Extract the data exactly, missing nothing.

━━ Data in this exercise ━━

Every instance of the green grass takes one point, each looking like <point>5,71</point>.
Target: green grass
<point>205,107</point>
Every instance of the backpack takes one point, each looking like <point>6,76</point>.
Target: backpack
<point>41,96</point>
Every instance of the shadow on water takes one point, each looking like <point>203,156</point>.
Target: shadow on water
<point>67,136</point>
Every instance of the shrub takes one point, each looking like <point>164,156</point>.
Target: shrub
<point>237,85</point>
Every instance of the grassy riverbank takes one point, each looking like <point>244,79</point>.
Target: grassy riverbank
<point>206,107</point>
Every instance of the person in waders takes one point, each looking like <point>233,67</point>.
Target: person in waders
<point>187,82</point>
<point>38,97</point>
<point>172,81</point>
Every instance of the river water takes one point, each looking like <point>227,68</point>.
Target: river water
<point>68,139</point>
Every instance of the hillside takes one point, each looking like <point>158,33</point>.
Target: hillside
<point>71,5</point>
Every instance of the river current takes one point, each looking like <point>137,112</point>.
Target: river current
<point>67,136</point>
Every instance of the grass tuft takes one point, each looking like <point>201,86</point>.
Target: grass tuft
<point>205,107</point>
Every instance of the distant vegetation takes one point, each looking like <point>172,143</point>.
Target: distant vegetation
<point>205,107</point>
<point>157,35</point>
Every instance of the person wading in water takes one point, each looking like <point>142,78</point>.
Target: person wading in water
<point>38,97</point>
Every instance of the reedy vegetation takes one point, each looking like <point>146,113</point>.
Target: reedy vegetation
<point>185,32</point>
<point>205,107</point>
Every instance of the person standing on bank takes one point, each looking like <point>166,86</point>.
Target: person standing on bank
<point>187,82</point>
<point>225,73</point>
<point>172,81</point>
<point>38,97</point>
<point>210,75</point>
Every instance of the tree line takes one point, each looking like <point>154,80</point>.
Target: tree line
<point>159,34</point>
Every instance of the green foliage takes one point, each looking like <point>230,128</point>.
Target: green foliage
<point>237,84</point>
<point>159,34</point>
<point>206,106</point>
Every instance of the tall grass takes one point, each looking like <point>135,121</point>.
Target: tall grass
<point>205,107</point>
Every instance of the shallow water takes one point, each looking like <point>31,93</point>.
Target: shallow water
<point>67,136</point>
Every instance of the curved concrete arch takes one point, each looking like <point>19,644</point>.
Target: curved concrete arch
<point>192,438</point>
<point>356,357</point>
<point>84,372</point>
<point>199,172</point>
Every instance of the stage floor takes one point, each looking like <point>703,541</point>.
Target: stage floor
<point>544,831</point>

━━━

*Exercise solution*.
Every instance of the green grass takes one point, each looking like <point>5,71</point>.
Target: green grass
<point>205,107</point>
Every instance of the backpack takes one point, each looking like <point>6,76</point>.
Target: backpack
<point>41,96</point>
Every instance of the shadow on water takes one point, each looking like <point>203,156</point>.
Target: shadow on water
<point>67,136</point>
Every instance of the shrub takes one point, each looking like <point>164,156</point>.
Target: shrub
<point>237,85</point>
Every instance of the grassy riverbank takes one point, each looking like <point>244,79</point>.
Target: grassy riverbank
<point>206,107</point>
Every instance of the person in waders takes one point, each looking like <point>233,67</point>.
Target: person in waders
<point>187,82</point>
<point>38,97</point>
<point>172,81</point>
Every instance of the river water takes one point, each looking like <point>227,68</point>.
Target: river water
<point>68,139</point>
Every instance of the hillside takes one point, each looking like <point>158,33</point>.
Target: hillside
<point>71,5</point>
Every instance of the river current takes one point, each looking like <point>137,112</point>.
Target: river current
<point>67,136</point>
Every instance of the grass tuft takes one point, each looking like <point>201,86</point>.
Target: grass tuft
<point>205,107</point>
Every instance of the distant vegetation takes one point, each looking like <point>172,143</point>.
Target: distant vegetation
<point>205,107</point>
<point>157,35</point>
Every instance of the person wading in water takes one point, each looking like <point>142,78</point>.
Target: person wading in water
<point>38,97</point>
Every instance of the reedy vegetation takes one point, each looking like <point>146,113</point>.
Target: reedy vegetation
<point>185,32</point>
<point>205,107</point>
Every instance of the person standing on bank takes one point, each looking like <point>166,86</point>.
Target: person standing on bank
<point>187,82</point>
<point>225,73</point>
<point>172,81</point>
<point>38,97</point>
<point>210,75</point>
Every instance of the tree line takes one point, each looking like <point>154,80</point>.
Target: tree line
<point>159,34</point>
Every instance of the green foliage takes one point, each looking like <point>230,128</point>.
Target: green foliage
<point>237,84</point>
<point>159,34</point>
<point>206,106</point>
Every instance of the tall grass takes one point, each looking like <point>135,121</point>.
Target: tall grass
<point>205,107</point>
Every instance of the shallow water takes one point, each looking like <point>31,93</point>.
Target: shallow water
<point>67,136</point>
Every instance of the curved concrete arch takes one point, each looking like <point>19,644</point>.
Target: curved concrete arch
<point>192,438</point>
<point>356,357</point>
<point>84,372</point>
<point>199,172</point>
Every instance of the stage floor takes one point, each looking like <point>703,541</point>.
Target: stage floor
<point>544,831</point>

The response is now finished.